Birdwatcher: Data analysis and OSINT framework for Twitter

Posted October 14, 2016

Yes, here again with another tool release. This time it's an OSINT framework for a different social network — Twitter.com.

Birdwatcher framework.

Birdwatcher started out as a collection of small scripts to generate a classic weighted word cloud of Tweets from a group of users. As I thought about what else I could do with data from Twitter I decided to rewrite the scripts into a full-fledged, module based, console framework with a ton more functionality.

If you have any experience working with other frameworks such as Metasploit or Recon-ng, you will feel right at home with Birdwatcher as it's heavily inspired by these frameworks and has many of the same concepts and commands.

This blog post won't go over how to set up Birdwatcher, but you can have a look at the README to find out how to install and configure the framework.

Workspaces

Just like Metasploit and Recon-ng, Birdwatcher supports the concept of Workspaces. Workspaces enable you to segment and manage users and data stored in the underlying database. You can use workspaces to create logical separation between different users. For example, you may want to create a workspace for a company, a department or for a specific topic.

The command prompt will always show the currently active workspace inside the square brackets. Birdwatcher will always have a default workspace which might be all you need if you intend to use Birdwatcher on a single group of users. If you plan to use it on several different groups, it is recommended to create a workspace for each of them, to prevent cross contamination.

Commands

The core of the Birdwatcher framework is its commands and one of the most important ones is the help command:

Executing the help command.

The help command simply lists all available commands with short descriptions of what they do.

Modules

Again, just like Metasploit and Recon-ng, Birdwatcher ships with a bunch of modules that either enrich the raw Twitter data harvested by the commands or somehow present the data in interesting and useful ways. Here are some of the things the modules can currently do:

Birdwatcher's code is designed to make it pretty simple for anyone with a bit of Ruby knowledge to extend Birdwatcher with new modules. How to create one is out of scope for this blog post, but have a look at this Wiki article if you are interested in finding out more.
============
Stated exercise a: According to the Birdwatcher post, why should someone who plans to use the tool on several different groups of users create a workspace for each group?
The Birdwatcher post and the listing come from separate, unrelated sources.
============
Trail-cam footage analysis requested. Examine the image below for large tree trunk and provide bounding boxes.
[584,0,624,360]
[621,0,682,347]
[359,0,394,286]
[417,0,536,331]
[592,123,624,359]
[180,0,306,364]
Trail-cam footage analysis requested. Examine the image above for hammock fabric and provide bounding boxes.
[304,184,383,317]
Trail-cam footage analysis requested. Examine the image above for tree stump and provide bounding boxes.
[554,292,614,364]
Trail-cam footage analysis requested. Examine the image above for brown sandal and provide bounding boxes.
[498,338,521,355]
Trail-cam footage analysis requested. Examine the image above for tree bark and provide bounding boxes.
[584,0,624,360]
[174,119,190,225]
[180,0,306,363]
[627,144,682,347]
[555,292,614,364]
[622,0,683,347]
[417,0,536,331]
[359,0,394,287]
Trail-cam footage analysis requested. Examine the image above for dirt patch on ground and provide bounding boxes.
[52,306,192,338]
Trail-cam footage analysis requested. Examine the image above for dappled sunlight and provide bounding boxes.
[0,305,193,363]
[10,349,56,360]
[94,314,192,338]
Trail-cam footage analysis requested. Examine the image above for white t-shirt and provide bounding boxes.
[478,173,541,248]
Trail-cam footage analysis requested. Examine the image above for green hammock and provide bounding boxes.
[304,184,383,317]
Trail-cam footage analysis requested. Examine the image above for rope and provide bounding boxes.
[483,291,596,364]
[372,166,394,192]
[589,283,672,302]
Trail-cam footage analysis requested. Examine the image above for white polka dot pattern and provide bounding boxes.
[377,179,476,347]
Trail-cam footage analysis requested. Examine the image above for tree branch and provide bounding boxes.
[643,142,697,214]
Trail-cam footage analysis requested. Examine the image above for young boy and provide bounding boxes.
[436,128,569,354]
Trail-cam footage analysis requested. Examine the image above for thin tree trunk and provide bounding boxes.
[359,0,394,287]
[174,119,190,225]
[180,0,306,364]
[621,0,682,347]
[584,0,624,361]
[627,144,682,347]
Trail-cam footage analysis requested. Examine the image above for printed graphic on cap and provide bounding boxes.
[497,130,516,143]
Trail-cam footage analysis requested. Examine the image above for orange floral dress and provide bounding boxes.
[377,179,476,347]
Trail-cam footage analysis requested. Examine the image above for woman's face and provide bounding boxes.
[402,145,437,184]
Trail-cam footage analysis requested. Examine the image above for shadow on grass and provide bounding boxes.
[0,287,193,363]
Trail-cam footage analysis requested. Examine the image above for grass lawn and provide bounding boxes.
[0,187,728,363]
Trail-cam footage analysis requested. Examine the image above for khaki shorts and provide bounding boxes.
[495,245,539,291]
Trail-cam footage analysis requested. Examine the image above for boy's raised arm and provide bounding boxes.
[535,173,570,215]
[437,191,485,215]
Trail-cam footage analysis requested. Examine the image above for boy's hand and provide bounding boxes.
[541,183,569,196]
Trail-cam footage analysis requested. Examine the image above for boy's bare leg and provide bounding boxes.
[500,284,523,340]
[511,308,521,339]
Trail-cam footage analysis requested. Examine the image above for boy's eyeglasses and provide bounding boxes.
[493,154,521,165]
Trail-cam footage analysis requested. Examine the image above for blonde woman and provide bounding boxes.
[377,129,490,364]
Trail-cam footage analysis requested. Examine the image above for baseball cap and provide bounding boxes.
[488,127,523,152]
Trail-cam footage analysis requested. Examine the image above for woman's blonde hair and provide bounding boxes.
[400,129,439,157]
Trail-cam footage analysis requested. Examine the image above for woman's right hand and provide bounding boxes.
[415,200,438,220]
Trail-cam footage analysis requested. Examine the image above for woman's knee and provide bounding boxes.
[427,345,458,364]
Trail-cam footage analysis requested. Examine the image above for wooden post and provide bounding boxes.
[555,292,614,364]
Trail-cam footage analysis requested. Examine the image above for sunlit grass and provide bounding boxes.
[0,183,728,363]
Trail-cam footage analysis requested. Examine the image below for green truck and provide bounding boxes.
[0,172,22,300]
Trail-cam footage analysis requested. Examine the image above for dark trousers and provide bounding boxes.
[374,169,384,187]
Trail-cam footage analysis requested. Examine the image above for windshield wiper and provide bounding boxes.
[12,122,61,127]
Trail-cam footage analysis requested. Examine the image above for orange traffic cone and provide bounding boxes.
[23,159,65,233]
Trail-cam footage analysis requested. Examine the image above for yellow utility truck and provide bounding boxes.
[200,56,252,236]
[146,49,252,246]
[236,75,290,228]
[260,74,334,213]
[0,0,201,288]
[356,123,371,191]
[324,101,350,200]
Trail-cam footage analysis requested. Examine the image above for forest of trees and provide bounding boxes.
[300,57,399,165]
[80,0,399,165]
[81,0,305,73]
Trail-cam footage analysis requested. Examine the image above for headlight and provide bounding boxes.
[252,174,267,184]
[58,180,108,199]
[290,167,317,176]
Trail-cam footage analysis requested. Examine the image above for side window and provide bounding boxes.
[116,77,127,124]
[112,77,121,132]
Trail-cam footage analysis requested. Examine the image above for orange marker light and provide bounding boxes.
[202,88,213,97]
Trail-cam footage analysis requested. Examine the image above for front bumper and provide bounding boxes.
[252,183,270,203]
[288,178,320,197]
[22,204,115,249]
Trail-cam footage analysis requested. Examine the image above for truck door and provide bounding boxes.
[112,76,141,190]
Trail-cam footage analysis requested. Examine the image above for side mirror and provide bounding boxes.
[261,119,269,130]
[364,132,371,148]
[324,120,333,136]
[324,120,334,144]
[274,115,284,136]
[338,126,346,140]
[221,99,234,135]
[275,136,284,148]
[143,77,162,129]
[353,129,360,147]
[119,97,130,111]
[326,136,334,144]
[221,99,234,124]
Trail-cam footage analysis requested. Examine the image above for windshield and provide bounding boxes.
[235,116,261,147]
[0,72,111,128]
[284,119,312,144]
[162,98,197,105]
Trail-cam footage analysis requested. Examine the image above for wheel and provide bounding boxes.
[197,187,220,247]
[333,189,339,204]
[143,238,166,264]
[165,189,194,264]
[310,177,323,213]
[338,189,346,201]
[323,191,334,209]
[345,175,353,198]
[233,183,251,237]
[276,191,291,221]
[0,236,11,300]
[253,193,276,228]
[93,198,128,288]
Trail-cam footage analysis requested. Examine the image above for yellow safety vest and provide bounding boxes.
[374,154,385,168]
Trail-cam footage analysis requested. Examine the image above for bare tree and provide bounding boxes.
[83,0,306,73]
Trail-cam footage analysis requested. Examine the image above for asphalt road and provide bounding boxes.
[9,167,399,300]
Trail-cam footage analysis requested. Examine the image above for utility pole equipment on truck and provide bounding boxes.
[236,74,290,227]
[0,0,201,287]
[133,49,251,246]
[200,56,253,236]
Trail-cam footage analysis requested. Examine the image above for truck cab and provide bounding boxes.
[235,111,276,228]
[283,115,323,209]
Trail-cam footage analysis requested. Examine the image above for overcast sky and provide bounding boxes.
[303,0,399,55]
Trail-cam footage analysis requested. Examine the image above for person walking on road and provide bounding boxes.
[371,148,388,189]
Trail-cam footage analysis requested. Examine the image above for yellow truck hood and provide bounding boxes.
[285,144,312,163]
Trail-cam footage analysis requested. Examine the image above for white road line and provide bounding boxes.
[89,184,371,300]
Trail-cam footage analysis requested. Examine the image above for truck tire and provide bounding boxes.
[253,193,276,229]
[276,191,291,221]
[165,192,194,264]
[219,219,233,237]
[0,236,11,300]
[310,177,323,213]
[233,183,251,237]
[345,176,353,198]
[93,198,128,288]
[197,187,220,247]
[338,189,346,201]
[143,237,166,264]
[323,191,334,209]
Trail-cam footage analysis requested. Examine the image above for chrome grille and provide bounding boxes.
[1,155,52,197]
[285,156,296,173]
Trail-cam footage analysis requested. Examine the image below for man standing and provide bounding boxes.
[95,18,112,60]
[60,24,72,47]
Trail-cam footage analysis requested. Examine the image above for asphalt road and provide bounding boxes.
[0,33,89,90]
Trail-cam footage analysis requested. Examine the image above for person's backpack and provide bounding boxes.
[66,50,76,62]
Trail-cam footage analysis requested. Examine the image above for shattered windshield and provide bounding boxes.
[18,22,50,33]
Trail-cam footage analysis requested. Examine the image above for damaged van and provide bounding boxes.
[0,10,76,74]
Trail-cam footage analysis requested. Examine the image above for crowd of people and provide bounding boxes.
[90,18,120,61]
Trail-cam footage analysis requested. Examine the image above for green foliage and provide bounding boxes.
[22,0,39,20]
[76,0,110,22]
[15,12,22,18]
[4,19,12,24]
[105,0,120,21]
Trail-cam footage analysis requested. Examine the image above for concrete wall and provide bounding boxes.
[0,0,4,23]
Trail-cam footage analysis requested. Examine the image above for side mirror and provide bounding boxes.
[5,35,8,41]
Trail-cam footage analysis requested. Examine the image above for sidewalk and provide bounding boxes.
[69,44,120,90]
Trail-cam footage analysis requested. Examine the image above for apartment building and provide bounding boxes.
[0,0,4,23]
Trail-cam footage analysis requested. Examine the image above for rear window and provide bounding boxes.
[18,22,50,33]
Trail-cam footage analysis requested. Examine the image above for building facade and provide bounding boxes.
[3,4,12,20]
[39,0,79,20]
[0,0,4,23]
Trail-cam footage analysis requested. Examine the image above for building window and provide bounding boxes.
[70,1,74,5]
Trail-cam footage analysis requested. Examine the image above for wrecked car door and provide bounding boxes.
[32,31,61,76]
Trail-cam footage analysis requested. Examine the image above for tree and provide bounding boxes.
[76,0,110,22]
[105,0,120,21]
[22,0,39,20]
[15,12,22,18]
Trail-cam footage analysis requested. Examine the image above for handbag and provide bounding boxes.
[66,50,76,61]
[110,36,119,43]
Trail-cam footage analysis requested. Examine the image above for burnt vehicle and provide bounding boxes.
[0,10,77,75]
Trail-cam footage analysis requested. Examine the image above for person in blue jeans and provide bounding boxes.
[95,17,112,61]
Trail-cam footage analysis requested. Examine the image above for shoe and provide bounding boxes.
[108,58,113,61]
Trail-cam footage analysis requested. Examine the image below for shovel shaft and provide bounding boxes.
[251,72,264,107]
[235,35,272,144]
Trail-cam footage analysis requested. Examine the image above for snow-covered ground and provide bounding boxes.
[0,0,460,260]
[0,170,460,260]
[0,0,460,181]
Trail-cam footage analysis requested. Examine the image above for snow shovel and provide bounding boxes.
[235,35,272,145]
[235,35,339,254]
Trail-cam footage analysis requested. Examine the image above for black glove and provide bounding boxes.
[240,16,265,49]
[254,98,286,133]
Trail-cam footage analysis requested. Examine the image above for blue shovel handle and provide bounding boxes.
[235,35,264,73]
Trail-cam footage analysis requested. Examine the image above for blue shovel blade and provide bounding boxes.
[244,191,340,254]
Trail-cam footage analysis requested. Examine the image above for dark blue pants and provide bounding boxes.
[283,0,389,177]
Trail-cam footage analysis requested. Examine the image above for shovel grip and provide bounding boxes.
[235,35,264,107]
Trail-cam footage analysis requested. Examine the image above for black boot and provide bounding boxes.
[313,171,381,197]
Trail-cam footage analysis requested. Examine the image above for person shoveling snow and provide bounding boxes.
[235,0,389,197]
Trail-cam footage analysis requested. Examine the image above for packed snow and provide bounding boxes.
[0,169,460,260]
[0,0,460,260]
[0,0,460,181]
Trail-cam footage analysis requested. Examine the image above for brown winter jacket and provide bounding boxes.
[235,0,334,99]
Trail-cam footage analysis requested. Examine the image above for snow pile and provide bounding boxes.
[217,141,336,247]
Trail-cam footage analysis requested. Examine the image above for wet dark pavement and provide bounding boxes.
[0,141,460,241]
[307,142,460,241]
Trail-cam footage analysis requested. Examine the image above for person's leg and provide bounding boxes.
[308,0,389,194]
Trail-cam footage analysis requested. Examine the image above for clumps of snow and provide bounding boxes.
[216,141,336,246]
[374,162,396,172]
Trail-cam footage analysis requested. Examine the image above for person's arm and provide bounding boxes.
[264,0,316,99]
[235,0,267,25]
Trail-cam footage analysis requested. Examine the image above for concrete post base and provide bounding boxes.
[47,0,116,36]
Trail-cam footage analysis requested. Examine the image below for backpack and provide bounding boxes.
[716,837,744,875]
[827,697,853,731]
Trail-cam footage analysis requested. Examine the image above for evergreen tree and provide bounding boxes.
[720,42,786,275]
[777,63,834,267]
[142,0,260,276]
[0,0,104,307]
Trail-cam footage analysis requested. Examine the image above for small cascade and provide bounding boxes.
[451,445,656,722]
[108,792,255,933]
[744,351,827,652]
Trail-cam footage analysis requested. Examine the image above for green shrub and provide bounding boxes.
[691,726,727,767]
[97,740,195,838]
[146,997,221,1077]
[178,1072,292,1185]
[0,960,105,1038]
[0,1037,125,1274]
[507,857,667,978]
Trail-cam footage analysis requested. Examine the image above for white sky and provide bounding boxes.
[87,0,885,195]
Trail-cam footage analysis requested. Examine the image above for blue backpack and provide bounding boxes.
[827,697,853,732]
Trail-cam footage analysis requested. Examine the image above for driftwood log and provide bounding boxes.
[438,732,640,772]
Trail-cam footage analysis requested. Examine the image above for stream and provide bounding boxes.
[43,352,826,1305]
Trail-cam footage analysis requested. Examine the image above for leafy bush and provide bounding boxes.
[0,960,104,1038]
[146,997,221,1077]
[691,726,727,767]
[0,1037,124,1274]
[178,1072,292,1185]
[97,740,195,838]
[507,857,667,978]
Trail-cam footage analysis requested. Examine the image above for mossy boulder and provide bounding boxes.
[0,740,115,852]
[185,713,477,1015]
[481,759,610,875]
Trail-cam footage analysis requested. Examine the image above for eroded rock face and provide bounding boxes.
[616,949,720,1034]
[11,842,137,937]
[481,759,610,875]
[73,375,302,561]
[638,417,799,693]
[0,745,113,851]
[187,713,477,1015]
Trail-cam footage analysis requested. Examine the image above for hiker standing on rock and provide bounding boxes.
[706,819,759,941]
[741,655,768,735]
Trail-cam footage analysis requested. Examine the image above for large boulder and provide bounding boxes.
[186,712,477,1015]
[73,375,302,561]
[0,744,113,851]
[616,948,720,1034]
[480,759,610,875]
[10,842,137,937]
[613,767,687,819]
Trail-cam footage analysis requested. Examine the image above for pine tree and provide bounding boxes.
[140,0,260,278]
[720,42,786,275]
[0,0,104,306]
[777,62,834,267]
============
Stated exercise b: In the listing, retype the lines from the one with "rock face and provide bounding boxes." up to and including the one with "[741,655,768,735]".

Expected answer a: A separate workspace for each group prevents cross contamination between them. Workspaces segment the users and data stored in the underlying database. They create a logical separation between different users.

Expected answer b:
Trail-cam footage analysis requested. Examine the image above for eroded rock face and provide bounding boxes.
[616,949,720,1034]
[11,842,137,937]
[481,759,610,875]
[73,375,302,561]
[638,417,799,693]
[0,745,113,851]
[187,713,477,1015]
Trail-cam footage analysis requested. Examine the image above for hiker standing on rock and provide bounding boxes.
[706,819,759,941]
[741,655,768,735]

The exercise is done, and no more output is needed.